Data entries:
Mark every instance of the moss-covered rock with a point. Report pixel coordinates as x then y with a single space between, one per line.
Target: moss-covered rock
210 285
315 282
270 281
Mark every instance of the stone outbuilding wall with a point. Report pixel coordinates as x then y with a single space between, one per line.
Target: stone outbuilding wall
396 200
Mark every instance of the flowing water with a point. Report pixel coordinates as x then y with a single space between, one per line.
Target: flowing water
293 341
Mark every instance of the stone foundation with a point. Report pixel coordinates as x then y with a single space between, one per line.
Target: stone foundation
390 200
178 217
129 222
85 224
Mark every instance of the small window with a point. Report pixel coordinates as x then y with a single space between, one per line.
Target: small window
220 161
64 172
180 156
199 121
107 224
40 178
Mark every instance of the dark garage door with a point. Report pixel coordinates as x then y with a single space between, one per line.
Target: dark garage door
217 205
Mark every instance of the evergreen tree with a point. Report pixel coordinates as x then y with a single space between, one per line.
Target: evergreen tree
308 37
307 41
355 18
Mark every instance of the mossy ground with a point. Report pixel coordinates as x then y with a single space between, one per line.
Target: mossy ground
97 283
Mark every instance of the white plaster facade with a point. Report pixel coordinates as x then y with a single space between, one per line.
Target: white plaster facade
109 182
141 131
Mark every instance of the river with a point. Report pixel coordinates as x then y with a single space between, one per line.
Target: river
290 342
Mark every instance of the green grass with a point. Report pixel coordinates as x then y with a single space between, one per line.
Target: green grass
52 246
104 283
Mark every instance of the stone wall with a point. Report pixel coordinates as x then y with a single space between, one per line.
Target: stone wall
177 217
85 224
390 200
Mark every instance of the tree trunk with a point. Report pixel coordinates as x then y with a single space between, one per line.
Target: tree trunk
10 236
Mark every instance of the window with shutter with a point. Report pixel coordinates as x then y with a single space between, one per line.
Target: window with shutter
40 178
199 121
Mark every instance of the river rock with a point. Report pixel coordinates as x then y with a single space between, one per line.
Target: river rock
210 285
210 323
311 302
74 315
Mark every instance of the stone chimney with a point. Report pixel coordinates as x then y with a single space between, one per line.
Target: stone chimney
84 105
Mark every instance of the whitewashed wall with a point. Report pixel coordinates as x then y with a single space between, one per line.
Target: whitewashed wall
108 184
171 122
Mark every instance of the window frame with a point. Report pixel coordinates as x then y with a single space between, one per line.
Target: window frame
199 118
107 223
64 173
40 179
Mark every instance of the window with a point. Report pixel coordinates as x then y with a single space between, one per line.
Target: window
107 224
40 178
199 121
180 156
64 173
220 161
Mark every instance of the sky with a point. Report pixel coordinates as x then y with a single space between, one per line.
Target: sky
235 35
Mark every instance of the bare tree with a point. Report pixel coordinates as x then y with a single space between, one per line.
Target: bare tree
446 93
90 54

### Required work
Rewrite everything from the line containing "Mark every instance of the bare" down to the end of the listing above, requests included. Multiply each point coordinate in the answers by 0.95 and round to the nearest whole number, rounding halves up.

### Correct result
Mark every instance of the bare tree with a point. Report pixel coordinates as x then y with a single space between, one per line.
Target: bare tree
424 88
86 51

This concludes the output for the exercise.